> Given task: Copy out every entry below unchanged, line for line.

━━━━━━

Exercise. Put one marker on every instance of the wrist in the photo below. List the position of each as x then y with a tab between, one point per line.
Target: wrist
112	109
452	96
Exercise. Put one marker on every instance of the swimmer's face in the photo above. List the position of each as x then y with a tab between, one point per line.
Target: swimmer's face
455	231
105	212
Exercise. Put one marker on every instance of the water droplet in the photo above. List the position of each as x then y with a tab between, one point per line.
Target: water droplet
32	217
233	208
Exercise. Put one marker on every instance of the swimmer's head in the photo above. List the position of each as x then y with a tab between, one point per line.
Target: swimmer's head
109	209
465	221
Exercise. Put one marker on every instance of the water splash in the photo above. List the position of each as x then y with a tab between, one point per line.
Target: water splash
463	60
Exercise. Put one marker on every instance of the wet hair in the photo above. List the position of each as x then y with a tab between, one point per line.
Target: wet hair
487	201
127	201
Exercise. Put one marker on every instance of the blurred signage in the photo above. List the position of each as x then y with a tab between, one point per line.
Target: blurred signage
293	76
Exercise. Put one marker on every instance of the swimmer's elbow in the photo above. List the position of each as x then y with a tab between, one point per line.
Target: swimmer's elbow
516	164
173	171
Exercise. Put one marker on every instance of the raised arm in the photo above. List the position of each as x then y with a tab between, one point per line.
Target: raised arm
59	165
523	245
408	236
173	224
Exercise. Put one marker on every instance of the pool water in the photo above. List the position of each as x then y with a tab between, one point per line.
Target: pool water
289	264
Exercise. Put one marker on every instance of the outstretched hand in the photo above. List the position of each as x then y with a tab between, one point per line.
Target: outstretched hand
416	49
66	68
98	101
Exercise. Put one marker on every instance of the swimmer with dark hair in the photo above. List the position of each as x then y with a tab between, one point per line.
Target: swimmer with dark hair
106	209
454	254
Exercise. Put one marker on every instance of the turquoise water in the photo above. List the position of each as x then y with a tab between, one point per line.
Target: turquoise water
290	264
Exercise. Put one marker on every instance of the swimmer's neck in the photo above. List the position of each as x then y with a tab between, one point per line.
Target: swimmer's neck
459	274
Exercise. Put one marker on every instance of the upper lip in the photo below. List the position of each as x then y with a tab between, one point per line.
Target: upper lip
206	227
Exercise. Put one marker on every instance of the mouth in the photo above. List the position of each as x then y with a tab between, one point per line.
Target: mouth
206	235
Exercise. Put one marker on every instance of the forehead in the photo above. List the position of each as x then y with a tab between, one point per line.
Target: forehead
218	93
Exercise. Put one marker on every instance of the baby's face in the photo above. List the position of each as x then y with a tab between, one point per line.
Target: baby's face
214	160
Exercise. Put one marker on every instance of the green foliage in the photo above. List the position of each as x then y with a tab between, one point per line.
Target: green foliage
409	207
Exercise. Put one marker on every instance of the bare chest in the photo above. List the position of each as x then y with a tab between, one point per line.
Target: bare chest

━━━━━━

> The result:
Exercise. Put one marker on every instance of the wrist in the photo below. List the position of each as x then y with a tab between, one point per line.
Target: wrist
112	109
452	96
Exercise. Put one marker on every instance of the swimmer's face in the photo above. List the position of each as x then y with a tab between, one point per line.
Target: swimmer's face
455	231
105	212
Exercise. Put one marker on every instance of the water droplet in the photo above. List the position of each as x then y with a tab between, one point per line.
Target: water droplet
32	217
233	208
Exercise. Put one marker on every instance of the swimmer's head in the photo above. List the position of each as x then y with a tab between, one point per line.
Target: swimmer's head
109	209
465	221
Exercise. Put one marker on every instance of the water splash in the photo above. List the position of each as x then y with a tab between, one point per line.
Target: water splash
463	60
Exercise. Put one marker on every instance of the wet hair in the photo above. List the position of each as x then y with a tab between, one point per line.
Target: wet hair
487	201
127	201
Exercise. Put one marker on every instance of the blurred signage in the photo above. List the position of each as x then y with a tab between, one point per line.
Target: blurred signage
293	76
Exercise. Put one marker on every instance of the swimmer's elbow in the photo above. List the position of each as x then y with a tab between, one point per line.
Target: swimmer's elbow
516	164
173	171
Exercise. Put one marker on every instance of the raised arm in the photo above. List the position of each as x then y with a tab between, one point per line.
Target: raised arm
59	165
523	245
408	236
173	224
Exercise. Put one marker on every instance of the pool water in the photo above. List the position of each as x then y with a tab between, one point per line.
Target: pool water
289	264
Exercise. Put one marker on every instance of the outstretched hand in the photo above. List the position of each as x then y with a tab between, one point per line.
Target: outstretched hand
416	49
66	68
98	101
Exercise. Put one marker on every instance of the swimmer with dark hair in the photo above. List the position of each as x then y with a tab between, one point per line.
Target: swimmer with dark hair
106	209
454	254
Exercise. Put one marker on every instance of the turquoise water in the photo above. List the position of each as x then y with a tab between, one point per line.
Target: turquoise water
290	264
Exercise. Put one marker on every instance of the swimmer's neck in the photo above. List the position of each as x then y with a tab between, one point per line.
Target: swimmer's neck
459	274
Exercise. Put one marker on every instance of the upper lip in the photo below. List the position of each as x then y with a tab between, one point per line.
Target: upper lip
206	227
Exercise. Put one marker on every instance of the mouth in the photo above. List the position of each as x then y with a tab between, one point per line.
Target: mouth
206	235
Exercise. Put one marker on every instance of the forehead in the photo above. List the position of each as x then y with a tab between, one point per line.
Target: forehead
218	93
Exercise. Put one marker on every instance of the baby's face in the photo above. List the position of each as x then y with a tab between, one point per line.
Target: baby's face
214	160
Exercise. Put one marker on every instance of the green foliage in the photo above. List the position of each as x then y with a tab between, one point per line.
Target: green foliage
409	207
Exercise. Put one marker on every instance of the bare chest in the photo above. List the position of each as x then y with a tab between, one point per line.
Target: bare chest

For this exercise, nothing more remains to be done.